■ **Page text**
/brass

Summary of the BRASS program

Building Resource Adaptive Software Systems (BRASS)

Modern-day software operates within a complex ecosystem of libraries, models, protocols and devices. Ecosystems change over time in response to new technologies or paradigms, as a consequence of repairing discovered vulnerabilities (security, logical, or performance-related), or because of varying resource availability and reconfiguration of the underlying execution platform. When these changes occur, applications may no longer work as expected because their assumptions on how the ecosystem should behave may have been inadvertently violated.

Ensuring applications can seamlessly continue to operate correctly and usefully in the face of such changes is a formidable challenge. Failure to effectively and timely adapt to ecosystem evolution can result in technically inferior and potentially vulnerable systems, but the lack of automated mechanisms to restructure and transform applications when changes do occur leads to high software maintenance costs and premature obsolescence of otherwise functionally sound systems. Neither of these outcomes is desirable and poses significant risk to economic productivity and cyber resilience.

Successfully adapting applications to an evolving ecosystem requires mechanisms to infer the impact of such evolution on application behavior and performance, automatically trigger transformations that beneficially exploit these changes and provide validation that these transformations are correct. To do so requires the ability to: (a) extract whole-system specifications over the entire software stack that can be used to define application-centric descriptions of the resources provided by the ecosystem; (b) leverage new programming abstractions, program analyses, and compilation methodologies to correlate application behavior with salient ecosystem changes; (c) develop semantics-preserving program transformations designed with adaptation in mind; and (d) exploit new runtime systems and virtual machine implementations structured to facilitate the efficient integration of these transformations.

The goal of the Building Resource Adaptive Software Systems program (BRASS) is to realize foundational advances in the design and implementation of long-lived, survivable and complex software systems that are robust to changes in the physical and logical resources provided by their ecosystem. These advances will necessitate integration of new resource-aware program abstractions and analyses, in addition to novel compiler and systems designs to trigger adaptive transformations and validate their effectiveness.

Teams

Southwest Research Institute

Adaptive Constraints Satisfaction in Flight Test Configuration and Vehicle Situational Awareness

Project Overview

The Adaptive Constraints Satisfaction in Flight Test Configuration and Vehicle Situational Awareness (SIFT) team used their subject matter expertise in both flight test (based on the Integrated Network-Enhanced Telemetry (iNET) program) and ground vehicle instrumentation and network (based on the Vehicular Integration for C4ISR/EW Interoperability (VICTORY) program) to frame a series of military-relevant challenge problems for BRASS performers. THese challenge problems covered a number of scenarios, including static and dynamic scheduling of flight test transmissions, instrumentation configuration, and measurement processing. Over the course of the program, the SIFT team worked directly with performers to integrate and evaluate their technologies applied to these areas in flight test, and pursued solutions to VICTORY challenge problems directly. Additionally, the SIFT team was responsible for program evaluation of all team-specific challenge problems, which was done using a distributed cloud architecture.

■ **Saved entries**
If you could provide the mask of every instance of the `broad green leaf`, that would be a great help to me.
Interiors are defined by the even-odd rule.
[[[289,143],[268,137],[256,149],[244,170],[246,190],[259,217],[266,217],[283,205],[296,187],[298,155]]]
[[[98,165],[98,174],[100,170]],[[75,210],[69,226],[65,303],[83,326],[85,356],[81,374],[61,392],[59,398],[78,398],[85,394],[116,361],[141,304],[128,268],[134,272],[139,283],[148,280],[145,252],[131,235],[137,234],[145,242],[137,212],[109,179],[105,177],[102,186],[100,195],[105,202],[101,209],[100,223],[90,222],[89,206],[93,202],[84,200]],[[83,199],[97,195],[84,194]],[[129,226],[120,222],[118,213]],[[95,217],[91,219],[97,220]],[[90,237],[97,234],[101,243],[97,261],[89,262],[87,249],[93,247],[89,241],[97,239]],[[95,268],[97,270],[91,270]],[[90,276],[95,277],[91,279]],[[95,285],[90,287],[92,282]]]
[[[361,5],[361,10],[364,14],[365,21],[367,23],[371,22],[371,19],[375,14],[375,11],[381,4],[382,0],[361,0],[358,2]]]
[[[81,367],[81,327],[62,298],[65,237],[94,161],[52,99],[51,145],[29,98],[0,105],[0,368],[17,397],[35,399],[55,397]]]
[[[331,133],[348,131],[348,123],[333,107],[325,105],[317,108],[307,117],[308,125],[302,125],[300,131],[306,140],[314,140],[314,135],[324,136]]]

■ **Exercise requirements**
(1) According to the BRASS summary, why might applications no longer work as expected when their ecosystem changes? Answer in one to three sentences.
(2) Can you update the BRASS summary by giving everything from "Summary of the" down to "been inadvertently violated." again, with "devices" replaced by "sensors"?
(3) Can you take the BRASS program summary further, starting from where it stops?
This data comes from a separate source.

■ **Answers for the exercise**
(1) When the ecosystem changes, the assumptions applications make about how it should behave may have been inadvertently violated. That is why they may stop working as expected.

(2)
Summary of the BRASS program

Building Resource Adaptive Software Systems (BRASS)

Modern-day software operates within a complex ecosystem of libraries, models, protocols and sensors. Ecosystems change over time in response to new technologies or paradigms, as a consequence of repairing discovered vulnerabilities (security, logical, or performance-related), or because of varying resource availability and reconfiguration of the underlying execution platform. When these changes occur, applications may no longer work as expected because their assumptions on how the ecosystem should behave may have been inadvertently violated.

(3)
Major Accomplishments

The SIFT team worked together with five different BRASS performers to implement a total of eight different flight test scenarios. In total, BRASS technologies were successfully applied to TDMA transmission scheduling, dynamic spectrum sharing, flight test plan adaptation, bytecode repair in response to schema evolution, measurement fault detection and recovery, and program generation for measurement processing. The SIFT team successfully utilized natural language processing (NLP) to identify differences between to version sof the VICTORY specification and correlated the changes to the lines of VICTORY XML that need to, likewise, be changed. Additionally, the SIFT team successfully utilized latent direchlet allocation (LDA) to identify anomalies between the expected model of a VICTORY network and the live capture of a VICTORY network.

Repositories

Challenge Problems
Database Framework

University of Washington

Sandcat: Adaptive Visualization of Big Data

Project Overview

The UW Sandcat project responded to (1) the rapid change in hardware, systems software, and application workloads; and (2) the trend towards increased complexity of computer systems, especially at the interfaces which were intended to hide the complexity. The rapid change requies adapting existing applications and infrastructure but the complexity makes the adaptation more difficult. The Sandcat project developed methods that analyze existing component and synthesize new ones. The Sandcat adaptations were semantic and mostly performerd offline. The goal was to aid programmers and system designers who currently adapt code by manually rewriting the code. The project selected problems from across the entire systems stack, from the CPU to compute kernels and data structures, and from disk devices to file systems and databases.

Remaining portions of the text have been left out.